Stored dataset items
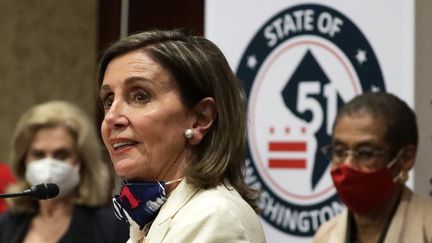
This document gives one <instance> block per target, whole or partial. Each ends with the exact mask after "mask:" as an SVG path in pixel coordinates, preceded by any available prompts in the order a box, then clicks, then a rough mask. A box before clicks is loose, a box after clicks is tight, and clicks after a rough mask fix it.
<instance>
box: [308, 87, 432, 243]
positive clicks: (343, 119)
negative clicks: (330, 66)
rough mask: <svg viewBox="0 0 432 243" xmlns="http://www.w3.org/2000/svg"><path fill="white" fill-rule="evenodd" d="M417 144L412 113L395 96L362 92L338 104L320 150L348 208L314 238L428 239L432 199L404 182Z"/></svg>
mask: <svg viewBox="0 0 432 243" xmlns="http://www.w3.org/2000/svg"><path fill="white" fill-rule="evenodd" d="M417 144H418V129H417V122H416V116H415V114H414V112H413V110H412V109H410V108H409V107H408V105H407V104H406V103H405V102H403V101H402V100H400V99H399V98H397V97H396V96H394V95H391V94H387V93H383V92H379V93H365V94H363V95H360V96H357V97H355V98H354V99H353V100H351V101H350V102H349V103H347V104H346V105H345V106H343V107H342V108H341V110H340V111H339V113H338V115H337V117H336V120H335V123H334V127H333V138H332V144H331V145H328V146H325V147H324V148H323V152H324V153H325V154H327V155H329V157H330V159H331V161H332V163H331V175H332V178H333V182H334V184H335V187H336V189H337V192H338V195H339V197H340V199H341V200H342V201H343V202H344V203H345V205H346V207H347V210H344V211H343V212H342V213H341V214H340V215H339V216H337V217H335V218H334V219H332V220H330V221H329V222H327V223H325V224H324V225H322V226H321V227H320V229H319V230H318V231H317V233H316V235H315V238H314V242H331V243H339V242H340V243H345V242H356V243H361V242H368V243H375V242H379V243H381V242H384V243H390V242H392V243H393V242H406V243H411V242H432V203H431V202H430V201H427V200H425V199H422V198H420V197H419V196H416V195H414V194H413V192H412V191H411V190H410V189H408V188H407V187H406V186H405V182H406V180H407V179H408V171H409V170H410V169H411V168H412V167H413V165H414V161H415V157H416V151H417Z"/></svg>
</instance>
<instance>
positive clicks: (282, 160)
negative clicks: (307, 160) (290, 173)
mask: <svg viewBox="0 0 432 243" xmlns="http://www.w3.org/2000/svg"><path fill="white" fill-rule="evenodd" d="M269 167H270V168H287V169H306V160H304V159H270V160H269Z"/></svg>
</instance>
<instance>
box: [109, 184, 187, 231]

> TASK REQUIREMENTS
With the pictures excluded, retype the records above verbatim.

> RESULT BELOW
This document gives one <instance> block per target, whole or partial. Each ends with the exact mask after "mask:" as an SVG path in pixel coordinates, preceded by any available prompts in the order a box, then clicks, then a rough mask. A box before clicks is loose, a box after clicks is tight, and clicks after a rough mask fix it.
<instance>
box: [308, 87, 432, 243]
positive clicks: (343, 119)
negative clicks: (330, 66)
rough mask: <svg viewBox="0 0 432 243" xmlns="http://www.w3.org/2000/svg"><path fill="white" fill-rule="evenodd" d="M417 144L412 113L395 96L362 92L338 104L320 150L348 208L314 238L428 239L432 199L404 182Z"/></svg>
mask: <svg viewBox="0 0 432 243" xmlns="http://www.w3.org/2000/svg"><path fill="white" fill-rule="evenodd" d="M417 144H418V129H417V122H416V116H415V114H414V112H413V110H412V109H410V108H409V107H408V105H407V104H406V103H405V102H403V101H402V100H400V99H399V98H397V97H396V96H394V95H391V94H387V93H383V92H379V93H365V94H363V95H360V96H357V97H355V98H354V99H353V100H351V101H350V102H349V103H347V104H346V105H345V106H343V107H342V108H341V110H340V111H339V113H338V115H337V117H336V120H335V123H334V127H333V138H332V144H331V145H328V146H325V147H324V148H323V152H324V153H325V154H327V155H329V157H330V159H331V161H332V163H331V175H332V178H333V182H334V184H335V187H336V189H337V192H338V195H339V197H340V199H341V200H342V201H343V202H344V203H345V205H346V207H347V210H344V211H343V212H342V213H341V214H340V215H339V216H337V217H335V218H334V219H332V220H330V221H329V222H327V223H325V224H324V225H322V226H321V227H320V229H319V230H318V231H317V233H316V235H315V238H314V242H331V243H339V242H340V243H345V242H356V243H361V242H368V243H375V242H379V243H381V242H384V243H390V242H392V243H393V242H406V243H411V242H432V203H431V202H430V201H427V200H425V199H422V198H420V197H419V196H416V195H414V194H413V192H412V191H411V190H410V189H408V188H407V187H406V186H405V182H406V180H407V179H408V171H409V170H410V169H411V168H412V167H413V165H414V161H415V157H416V151H417Z"/></svg>
</instance>
<instance>
positive clicks: (282, 160)
negative clicks: (307, 160) (290, 173)
mask: <svg viewBox="0 0 432 243" xmlns="http://www.w3.org/2000/svg"><path fill="white" fill-rule="evenodd" d="M269 167H270V168H287V169H306V160H304V159H270V160H269Z"/></svg>
</instance>
<instance>
box: [109, 184, 187, 231]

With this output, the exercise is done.